提示文:

---------------

日経平均は大幅続伸。1日の米株式市場でダウ平均は153.3ドル高と3日ぶり反発。財政責任法案が下院で可決されて警戒感が和らぐも、冴えない小売り決算が重しとなり、寄り付き後は軟調。一方、賃金指標の鈍化や高官発言を受けて6月の利上げ一時停止観測が高まると、ハイテク株の買い戻しが相場を下支した。ナスダック総合指数は+1.28%と反発。米株高を引き継いで日経平均は152.71円高からスタート。序盤は買いが先行したが、為替の円高が上値を抑え、31500円を手前に伸び悩んだ。ただ、香港ハンセン指数の大幅高が投資家心理を向上させ、前引けにかけて再び騰勢を強めると、午後は時間外取引のナスダック100先物の強含みも追い風に上げ幅を広げる展開が続き、心理的な節目を超えて週を終えた。

 大引けの日経平均は前日比376.21円高の31524.22円となった。東証プライム市場の売買高は13億4221万株、売買代金は3兆5210億円だった。セクターではパルプ・紙、輸送用機器、不動産が上昇率上位に並んだ一方、海運、空運のみが下落した。東証プライム市場の値上がり銘柄は全体の90%、対して値下がり銘柄は8%だった。

 個別では、ソフトバンクG<9984>やニデック<6594>を筆頭にキーエンス<6861>、パナソニックHD<6752>、日立製<6501>など主力の電気機器セクター株が大幅高。ダイキン<6367>、信越化学<4063>の値がさ株、三井物産<8031>、丸紅<8002>の商社も高い。ウクライナへの軍事支援を続ける米国が砲弾の増産に必要な火薬を日本企業から調達しようとしているとの一部報道から三菱重工<7011>、川崎重工<7012>、IHI<7013>の防衛関連も買われた。

---------------

[データセット項目]
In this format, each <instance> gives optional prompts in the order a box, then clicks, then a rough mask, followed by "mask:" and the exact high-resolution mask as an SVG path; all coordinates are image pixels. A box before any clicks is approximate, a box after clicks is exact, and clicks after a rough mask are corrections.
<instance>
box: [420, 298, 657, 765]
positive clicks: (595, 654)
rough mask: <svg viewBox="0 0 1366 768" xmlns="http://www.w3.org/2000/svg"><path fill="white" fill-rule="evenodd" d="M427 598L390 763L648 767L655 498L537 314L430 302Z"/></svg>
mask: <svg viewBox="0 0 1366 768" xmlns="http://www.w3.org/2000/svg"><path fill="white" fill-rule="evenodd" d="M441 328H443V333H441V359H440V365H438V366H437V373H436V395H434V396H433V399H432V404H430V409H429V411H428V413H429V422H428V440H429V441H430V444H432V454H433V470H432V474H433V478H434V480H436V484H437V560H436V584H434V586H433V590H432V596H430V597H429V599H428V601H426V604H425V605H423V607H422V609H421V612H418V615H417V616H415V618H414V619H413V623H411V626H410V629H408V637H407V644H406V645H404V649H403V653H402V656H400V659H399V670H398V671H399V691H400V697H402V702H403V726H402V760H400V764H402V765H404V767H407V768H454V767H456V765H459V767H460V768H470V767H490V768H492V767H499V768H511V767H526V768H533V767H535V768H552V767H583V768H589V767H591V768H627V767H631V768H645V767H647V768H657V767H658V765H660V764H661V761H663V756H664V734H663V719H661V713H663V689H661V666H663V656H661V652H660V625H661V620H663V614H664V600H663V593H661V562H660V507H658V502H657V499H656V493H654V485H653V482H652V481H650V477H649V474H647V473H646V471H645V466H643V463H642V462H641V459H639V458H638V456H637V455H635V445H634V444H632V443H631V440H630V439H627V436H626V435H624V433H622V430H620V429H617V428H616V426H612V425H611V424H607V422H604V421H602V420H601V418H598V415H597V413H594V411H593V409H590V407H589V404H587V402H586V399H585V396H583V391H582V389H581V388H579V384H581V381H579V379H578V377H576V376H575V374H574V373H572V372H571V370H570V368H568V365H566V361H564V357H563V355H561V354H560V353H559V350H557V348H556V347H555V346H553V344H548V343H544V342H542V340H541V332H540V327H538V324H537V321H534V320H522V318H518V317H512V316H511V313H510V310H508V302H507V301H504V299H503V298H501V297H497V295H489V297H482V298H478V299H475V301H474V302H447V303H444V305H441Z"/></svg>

---------------

担当課題 1:
日経平均の市況文によると、大引けの日経平均はいくらだったか。
担当課題 2:
日経平均の市況文を、最後の文の後から続けよ。

解答欄 1:
前日比376.21円高の31524.22円。

解答欄 2:
 T&DHD<8795>、東京海上HD<8766>の保険の上昇が目立ち、第一生命HD<8750>はレーティング格上げも寄与。目標株価引き上げを受けて三菱地所<8802>、住友不動産<8830>も大幅高。エーザイ<4523>はアルツハイマー病新薬の米国での普及を期待視させる報道で大きく上昇。東証プライム市場の値上がり率上位にはインソース<6200>、マネーフォワード<3994>、Sansan<4443>、メドレー<4480>、MSOL<7033>などグロース(成長)株が多くランクイン。メンバーズ<2130>は「Web3」領域の事業拡大が好感された。

 一方、ソシオネクスト<6526>、東エレク<8035>、レーザーテック<6920>、アドバンテスト<6857>の半導体株が軒並み下落。米ブロードコムが決算発表後の時間外取引で下落していることが嫌気されたもよう。東証プライム市場の値下がり率上位には、5月既存店売上高の伸び鈍化が嫌気されたKeePer技研<6036>などが入った。